Segment Start: Data for review
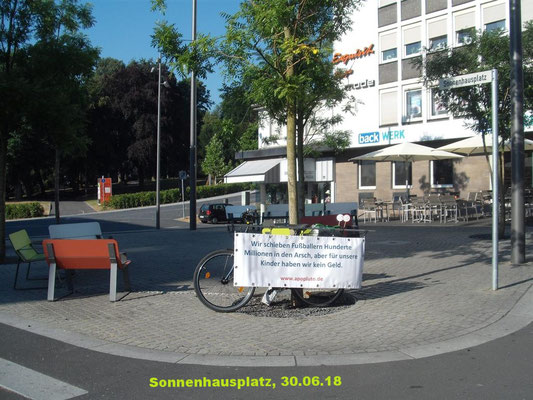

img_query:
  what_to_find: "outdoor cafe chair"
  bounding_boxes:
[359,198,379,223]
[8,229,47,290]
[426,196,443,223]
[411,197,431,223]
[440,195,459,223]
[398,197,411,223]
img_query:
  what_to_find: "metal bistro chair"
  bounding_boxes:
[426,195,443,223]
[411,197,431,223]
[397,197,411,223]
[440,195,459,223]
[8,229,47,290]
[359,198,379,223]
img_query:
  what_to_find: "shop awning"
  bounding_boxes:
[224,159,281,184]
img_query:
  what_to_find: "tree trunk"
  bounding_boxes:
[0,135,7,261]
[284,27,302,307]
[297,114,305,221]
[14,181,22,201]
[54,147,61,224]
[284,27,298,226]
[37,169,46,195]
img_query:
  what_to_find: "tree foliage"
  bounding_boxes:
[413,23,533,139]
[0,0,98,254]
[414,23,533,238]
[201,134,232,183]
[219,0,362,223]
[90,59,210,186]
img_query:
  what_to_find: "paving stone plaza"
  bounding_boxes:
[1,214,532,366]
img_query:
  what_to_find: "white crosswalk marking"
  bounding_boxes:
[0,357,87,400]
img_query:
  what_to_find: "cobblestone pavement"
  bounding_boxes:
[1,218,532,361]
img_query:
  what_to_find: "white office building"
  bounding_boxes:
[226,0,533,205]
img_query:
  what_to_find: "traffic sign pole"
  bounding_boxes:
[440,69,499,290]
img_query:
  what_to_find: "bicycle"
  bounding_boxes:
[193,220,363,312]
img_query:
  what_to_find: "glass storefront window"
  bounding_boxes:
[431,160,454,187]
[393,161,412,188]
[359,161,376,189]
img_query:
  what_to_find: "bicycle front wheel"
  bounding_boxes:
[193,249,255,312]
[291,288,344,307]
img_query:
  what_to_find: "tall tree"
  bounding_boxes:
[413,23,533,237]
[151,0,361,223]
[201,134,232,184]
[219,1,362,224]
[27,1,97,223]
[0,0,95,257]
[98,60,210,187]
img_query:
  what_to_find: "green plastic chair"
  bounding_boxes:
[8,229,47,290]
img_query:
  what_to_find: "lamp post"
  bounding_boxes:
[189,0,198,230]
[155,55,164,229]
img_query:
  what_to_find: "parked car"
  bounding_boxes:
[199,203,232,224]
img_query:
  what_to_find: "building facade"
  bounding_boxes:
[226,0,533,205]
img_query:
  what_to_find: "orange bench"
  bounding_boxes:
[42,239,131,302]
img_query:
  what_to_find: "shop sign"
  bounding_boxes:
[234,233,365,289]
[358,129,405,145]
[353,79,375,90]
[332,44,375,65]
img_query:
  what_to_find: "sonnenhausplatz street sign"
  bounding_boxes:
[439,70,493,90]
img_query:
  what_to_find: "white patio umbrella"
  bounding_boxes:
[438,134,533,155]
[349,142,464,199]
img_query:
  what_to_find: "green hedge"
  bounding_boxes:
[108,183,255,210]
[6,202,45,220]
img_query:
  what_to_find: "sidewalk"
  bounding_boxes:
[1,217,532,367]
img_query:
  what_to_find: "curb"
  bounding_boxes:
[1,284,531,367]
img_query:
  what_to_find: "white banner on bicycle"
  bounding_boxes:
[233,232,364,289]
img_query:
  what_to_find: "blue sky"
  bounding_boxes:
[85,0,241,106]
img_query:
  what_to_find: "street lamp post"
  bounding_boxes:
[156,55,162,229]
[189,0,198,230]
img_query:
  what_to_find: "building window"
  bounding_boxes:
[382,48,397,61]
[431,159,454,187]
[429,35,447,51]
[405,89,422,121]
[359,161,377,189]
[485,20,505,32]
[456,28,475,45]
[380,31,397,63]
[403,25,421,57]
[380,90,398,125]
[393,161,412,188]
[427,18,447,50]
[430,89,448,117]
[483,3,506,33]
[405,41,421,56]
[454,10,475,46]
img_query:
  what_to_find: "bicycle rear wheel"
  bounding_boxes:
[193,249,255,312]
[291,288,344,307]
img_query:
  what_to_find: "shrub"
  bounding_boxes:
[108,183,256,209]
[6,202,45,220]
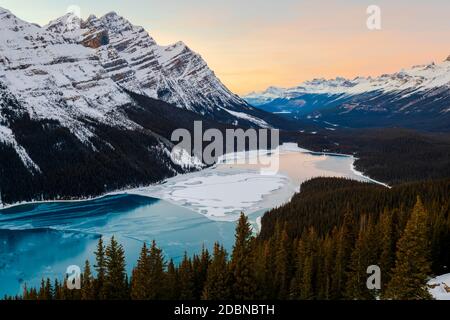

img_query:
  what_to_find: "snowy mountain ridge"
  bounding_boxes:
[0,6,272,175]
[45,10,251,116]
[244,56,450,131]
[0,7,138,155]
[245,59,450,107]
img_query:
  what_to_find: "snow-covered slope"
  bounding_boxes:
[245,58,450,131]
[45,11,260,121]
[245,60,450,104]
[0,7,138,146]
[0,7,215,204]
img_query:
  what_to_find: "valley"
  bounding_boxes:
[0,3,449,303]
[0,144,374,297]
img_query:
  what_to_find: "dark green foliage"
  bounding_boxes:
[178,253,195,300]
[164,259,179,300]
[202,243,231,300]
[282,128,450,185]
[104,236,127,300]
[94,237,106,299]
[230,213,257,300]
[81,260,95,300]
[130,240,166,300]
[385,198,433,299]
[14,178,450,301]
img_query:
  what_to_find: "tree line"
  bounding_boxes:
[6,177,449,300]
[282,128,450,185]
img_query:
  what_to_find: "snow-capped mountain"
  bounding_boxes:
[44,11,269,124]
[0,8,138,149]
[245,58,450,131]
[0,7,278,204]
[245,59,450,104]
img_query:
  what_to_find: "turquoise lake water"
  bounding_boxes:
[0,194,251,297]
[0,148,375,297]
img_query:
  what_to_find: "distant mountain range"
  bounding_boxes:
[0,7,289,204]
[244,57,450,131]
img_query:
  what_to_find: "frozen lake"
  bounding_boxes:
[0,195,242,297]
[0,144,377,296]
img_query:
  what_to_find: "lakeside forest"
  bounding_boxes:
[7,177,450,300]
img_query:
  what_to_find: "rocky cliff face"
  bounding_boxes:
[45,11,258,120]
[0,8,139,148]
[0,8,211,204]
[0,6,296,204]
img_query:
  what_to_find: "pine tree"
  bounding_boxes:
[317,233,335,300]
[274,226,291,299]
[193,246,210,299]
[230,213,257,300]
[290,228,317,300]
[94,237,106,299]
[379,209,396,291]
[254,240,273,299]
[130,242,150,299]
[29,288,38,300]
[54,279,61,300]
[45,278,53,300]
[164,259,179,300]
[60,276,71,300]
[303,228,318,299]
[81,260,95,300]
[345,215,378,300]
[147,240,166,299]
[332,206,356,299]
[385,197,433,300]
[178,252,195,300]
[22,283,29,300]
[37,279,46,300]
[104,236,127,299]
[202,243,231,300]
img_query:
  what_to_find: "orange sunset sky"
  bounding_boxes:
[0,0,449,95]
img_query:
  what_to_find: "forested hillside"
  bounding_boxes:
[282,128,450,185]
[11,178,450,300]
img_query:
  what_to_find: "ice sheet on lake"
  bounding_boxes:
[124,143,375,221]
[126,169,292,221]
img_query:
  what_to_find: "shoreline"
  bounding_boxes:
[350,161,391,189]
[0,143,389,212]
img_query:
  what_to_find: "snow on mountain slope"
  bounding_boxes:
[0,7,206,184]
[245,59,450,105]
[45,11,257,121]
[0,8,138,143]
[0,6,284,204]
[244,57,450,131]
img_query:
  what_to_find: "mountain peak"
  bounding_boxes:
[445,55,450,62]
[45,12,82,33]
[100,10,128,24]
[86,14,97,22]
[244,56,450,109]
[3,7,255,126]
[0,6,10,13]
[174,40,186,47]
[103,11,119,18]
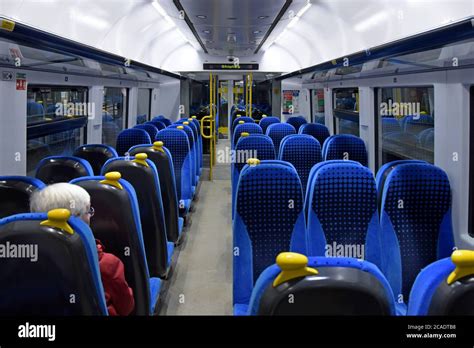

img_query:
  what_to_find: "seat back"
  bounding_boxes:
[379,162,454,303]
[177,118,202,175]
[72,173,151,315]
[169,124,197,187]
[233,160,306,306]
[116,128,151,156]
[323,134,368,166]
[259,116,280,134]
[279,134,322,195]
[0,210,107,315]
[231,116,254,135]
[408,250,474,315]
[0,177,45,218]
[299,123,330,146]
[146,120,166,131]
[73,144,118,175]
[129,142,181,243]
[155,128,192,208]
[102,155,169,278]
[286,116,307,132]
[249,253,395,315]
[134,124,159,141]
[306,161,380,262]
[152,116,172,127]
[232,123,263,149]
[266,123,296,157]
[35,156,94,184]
Segment End: Data for review
Aim of the task:
With "slope" as the search string, filter the records and return each line that has it.

Written response:
  what_to_find: "snow-covered slope"
  what_to_find: "snow on mountain slope"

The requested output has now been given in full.